(Some rows)

● ● ●

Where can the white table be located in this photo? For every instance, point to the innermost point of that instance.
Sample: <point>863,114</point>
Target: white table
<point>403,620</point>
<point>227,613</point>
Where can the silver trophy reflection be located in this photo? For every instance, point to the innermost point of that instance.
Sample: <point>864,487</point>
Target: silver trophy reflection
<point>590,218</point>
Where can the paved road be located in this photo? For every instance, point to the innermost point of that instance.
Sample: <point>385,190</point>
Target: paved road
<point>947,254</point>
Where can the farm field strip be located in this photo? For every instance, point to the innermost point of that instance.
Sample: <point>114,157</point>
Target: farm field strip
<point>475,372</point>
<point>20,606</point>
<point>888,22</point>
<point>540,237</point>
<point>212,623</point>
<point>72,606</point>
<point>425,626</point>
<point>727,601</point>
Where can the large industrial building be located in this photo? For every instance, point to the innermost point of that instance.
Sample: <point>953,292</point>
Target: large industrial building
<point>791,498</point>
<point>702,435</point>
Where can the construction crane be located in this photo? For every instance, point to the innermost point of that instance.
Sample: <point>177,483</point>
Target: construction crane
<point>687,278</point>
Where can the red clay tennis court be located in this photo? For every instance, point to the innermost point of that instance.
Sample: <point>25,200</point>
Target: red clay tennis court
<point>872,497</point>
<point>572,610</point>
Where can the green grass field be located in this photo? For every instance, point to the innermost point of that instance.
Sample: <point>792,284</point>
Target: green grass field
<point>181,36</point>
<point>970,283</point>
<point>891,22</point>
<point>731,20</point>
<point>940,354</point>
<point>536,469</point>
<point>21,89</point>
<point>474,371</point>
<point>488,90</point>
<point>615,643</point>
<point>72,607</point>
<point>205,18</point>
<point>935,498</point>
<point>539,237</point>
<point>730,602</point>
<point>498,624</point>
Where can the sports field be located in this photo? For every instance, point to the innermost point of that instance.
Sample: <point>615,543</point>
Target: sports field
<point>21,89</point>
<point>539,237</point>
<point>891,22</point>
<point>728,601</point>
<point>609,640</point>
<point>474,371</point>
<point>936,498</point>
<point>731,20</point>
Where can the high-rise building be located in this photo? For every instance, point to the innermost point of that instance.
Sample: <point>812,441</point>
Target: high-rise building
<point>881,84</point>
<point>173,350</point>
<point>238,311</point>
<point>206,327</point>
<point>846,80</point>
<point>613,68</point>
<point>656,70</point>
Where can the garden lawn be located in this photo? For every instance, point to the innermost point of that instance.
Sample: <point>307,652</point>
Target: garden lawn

● ● ●

Task objective.
Copy out every row above word for word, with nothing changed.

Output of the exercise.
Where can the white table be located in this photo? For every instance, point to the innermost point of that instance.
Sample: <point>863,114</point>
Target: white table
<point>403,620</point>
<point>227,613</point>
Where can the silver trophy reflection be located in this photo? For every instance, point to the innermost point of that instance.
Sample: <point>864,487</point>
Target: silver trophy reflection
<point>590,218</point>
Where can the paved road be located in this photo? For every instance, point to the innermost point of that instance.
Sample: <point>385,190</point>
Target: paved road
<point>947,254</point>
Where can the farm field strip be located in this photo? For every instance, point to the innermost point of that instance.
Sample: <point>114,157</point>
Target: farm field strip
<point>475,372</point>
<point>20,606</point>
<point>888,22</point>
<point>540,237</point>
<point>212,623</point>
<point>72,606</point>
<point>425,626</point>
<point>727,601</point>
Where can the large industrial building be located in this photo? For every instance, point to the innermost point of that instance.
Sample: <point>953,292</point>
Target: large industrial building
<point>791,498</point>
<point>702,435</point>
Where can the construction crane be located in this photo? For every instance, point to the innermost point of that instance.
Sample: <point>177,483</point>
Target: construction crane
<point>687,278</point>
Where can the red clay tennis court be located in this photo? For every instance, point to the innermost point of that instance.
Sample: <point>25,200</point>
Target: red clay tennis court
<point>872,497</point>
<point>572,610</point>
Where can the green grass field be located in this photo? For every instance, point to the innermost point of that instance.
Sample: <point>792,284</point>
Target: green grass field
<point>181,36</point>
<point>970,283</point>
<point>891,22</point>
<point>731,20</point>
<point>940,354</point>
<point>536,469</point>
<point>21,89</point>
<point>474,371</point>
<point>488,90</point>
<point>615,643</point>
<point>72,607</point>
<point>205,18</point>
<point>935,498</point>
<point>539,237</point>
<point>730,602</point>
<point>498,624</point>
Where can the sports field be located in this photo? For every instance, point to the innermost point of that instance.
Sample: <point>615,543</point>
Target: sports field
<point>21,89</point>
<point>539,237</point>
<point>891,22</point>
<point>728,601</point>
<point>609,640</point>
<point>474,371</point>
<point>936,498</point>
<point>731,20</point>
Where can the high-rise building be located in this photo? For every instance, point to the innermost point of that instance.
Sample: <point>812,441</point>
Target: high-rise building
<point>881,84</point>
<point>173,350</point>
<point>238,311</point>
<point>206,327</point>
<point>846,80</point>
<point>613,68</point>
<point>656,70</point>
Where can the garden lawn be located in this photo? For every instance, point to the innermost point of that instance.
Sample: <point>307,652</point>
Target: garden lawn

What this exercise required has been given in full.